-- Material provided follows --

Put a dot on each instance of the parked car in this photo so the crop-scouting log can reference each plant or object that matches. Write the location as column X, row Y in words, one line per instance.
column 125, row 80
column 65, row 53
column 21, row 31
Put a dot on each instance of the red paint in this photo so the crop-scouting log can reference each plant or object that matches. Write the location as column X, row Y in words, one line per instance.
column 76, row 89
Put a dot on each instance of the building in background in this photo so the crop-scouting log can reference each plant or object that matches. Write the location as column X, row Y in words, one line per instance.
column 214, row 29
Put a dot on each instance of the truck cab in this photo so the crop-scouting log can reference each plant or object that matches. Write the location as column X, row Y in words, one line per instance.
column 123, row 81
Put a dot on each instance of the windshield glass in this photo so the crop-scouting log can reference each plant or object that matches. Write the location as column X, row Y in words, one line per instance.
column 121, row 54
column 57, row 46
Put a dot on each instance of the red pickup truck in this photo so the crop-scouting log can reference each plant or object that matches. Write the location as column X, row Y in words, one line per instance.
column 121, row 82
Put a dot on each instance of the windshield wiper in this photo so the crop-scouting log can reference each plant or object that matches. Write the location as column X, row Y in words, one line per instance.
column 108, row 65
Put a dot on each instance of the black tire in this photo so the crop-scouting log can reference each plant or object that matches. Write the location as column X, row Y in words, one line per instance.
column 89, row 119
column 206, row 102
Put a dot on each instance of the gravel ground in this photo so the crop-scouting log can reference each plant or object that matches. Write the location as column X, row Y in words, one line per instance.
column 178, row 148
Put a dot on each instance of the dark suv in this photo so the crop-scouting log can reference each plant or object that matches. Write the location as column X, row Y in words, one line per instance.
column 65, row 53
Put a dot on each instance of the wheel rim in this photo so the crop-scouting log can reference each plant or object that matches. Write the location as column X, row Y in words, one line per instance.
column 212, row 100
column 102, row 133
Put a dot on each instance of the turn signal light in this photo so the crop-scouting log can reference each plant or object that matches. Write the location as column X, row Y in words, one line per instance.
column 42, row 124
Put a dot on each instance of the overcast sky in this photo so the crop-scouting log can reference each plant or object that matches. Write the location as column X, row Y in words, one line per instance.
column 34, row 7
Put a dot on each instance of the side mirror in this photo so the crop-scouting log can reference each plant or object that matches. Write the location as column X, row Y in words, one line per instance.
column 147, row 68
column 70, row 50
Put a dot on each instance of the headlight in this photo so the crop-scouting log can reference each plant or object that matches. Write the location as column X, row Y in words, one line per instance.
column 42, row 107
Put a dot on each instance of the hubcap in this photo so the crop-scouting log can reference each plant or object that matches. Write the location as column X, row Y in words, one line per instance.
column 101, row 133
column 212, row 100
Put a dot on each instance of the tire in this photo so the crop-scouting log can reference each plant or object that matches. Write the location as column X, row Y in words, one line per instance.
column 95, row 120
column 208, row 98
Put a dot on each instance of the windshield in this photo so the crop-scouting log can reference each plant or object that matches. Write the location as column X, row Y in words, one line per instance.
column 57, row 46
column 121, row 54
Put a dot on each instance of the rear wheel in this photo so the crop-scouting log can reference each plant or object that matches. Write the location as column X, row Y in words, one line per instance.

-- Material provided concluded --

→ Exercise details
Go through the listing and copy all of it exactly.

→ Written response
Put a dot on each instance of the parked car in this photo so the crop-scouting log can reference each plant or object that matches. Write the location as column X, row Y in words, one line per instance.
column 125, row 80
column 65, row 53
column 21, row 31
Put a dot on each instance of the red paint in this photo so the crop-scouting log can reference each plant or object that matches. Write the location as column X, row Y in words, one line per instance.
column 76, row 89
Put a dot on each instance of the building in background in this photo so the crop-scouting log can reference each plant or object that matches. Write the location as column X, row Y in words, one line per instance.
column 214, row 29
Put a dot on each instance of the truck cab in this photo so the crop-scouting log can reference each plant or object that matches. Write the location as column X, row Y in words, one line per instance.
column 123, row 81
Put a dot on each instance of the windshield glass in this photo so the crop-scouting log can reference each plant or object that matches. Write the location as column X, row Y in words, one line per instance.
column 121, row 54
column 57, row 46
Put a dot on each instance of the red pickup truck in this photo so the crop-scouting log can reference each plant or object that matches. Write the location as column X, row Y in words, one line per instance.
column 121, row 82
Put a dot on each instance of the windshield wiper in this photo so the crop-scouting log can reference each plant or object that matches. Write the location as column X, row Y in words, one line per instance.
column 108, row 65
Put a dot on each instance of the black tire in this photo so the crop-scouting log can reference each plant or object that matches. Write the location as column X, row Y in words, one line per instance.
column 89, row 119
column 206, row 102
Put a dot on each instance of the gravel ground in this photo so the crop-scouting log can reference each plant or object that matches. Write the location as column X, row Y in words, one line per instance.
column 178, row 148
Put a dot on each instance of the dark suv in this photo so the crop-scouting log can reference each plant or object that matches. Write the location as column X, row Y in words, one line per instance.
column 65, row 53
Put a dot on each instance of the wheel rim in this photo so the crop-scouting log can reference each plant or object that matches. Write the location as column X, row Y in words, one line per instance.
column 212, row 100
column 102, row 133
Put a dot on each instance of the turn signal light in this photo so the crop-scouting log can reference each plant or object that matches. Write the location as column X, row Y in words, one line per instance.
column 42, row 124
Put a dot on each instance of the overcast sky in this photo so the crop-scouting log can reference each plant or object that matches. Write the location as column X, row Y in words, one line per instance.
column 34, row 7
Put a dot on each instance of the side mirror in this photo so the crop-scouting log can reference each plant or object that matches. Write the location as column X, row Y in words, one line per instance.
column 147, row 68
column 70, row 50
Put a dot on each instance of the headlight in this photo so the crop-scouting log can reference each plant or object that matches. Write the location as column X, row Y in words, one line per instance.
column 42, row 107
Put a dot on each instance of the hubcap in this photo so the crop-scouting log can reference each plant or object that matches. Write the location as column X, row Y in words, one line per instance.
column 101, row 133
column 212, row 100
Put a dot on each instance of the tire in this photo so the crop-scouting log can reference each plant or object that matches. Write the location as column X, row Y in words, one line per instance.
column 95, row 120
column 208, row 98
Put a dot on each instance of the windshield in this photo so the crop-scouting log can reference each plant or object that matches. Write the location as column X, row Y in words, one line per instance.
column 57, row 46
column 121, row 54
Put a dot on each instance of the rear wheel in this photo so the crop-scouting log can reference each plant or object that matches. Write the location as column X, row Y in words, one line per instance.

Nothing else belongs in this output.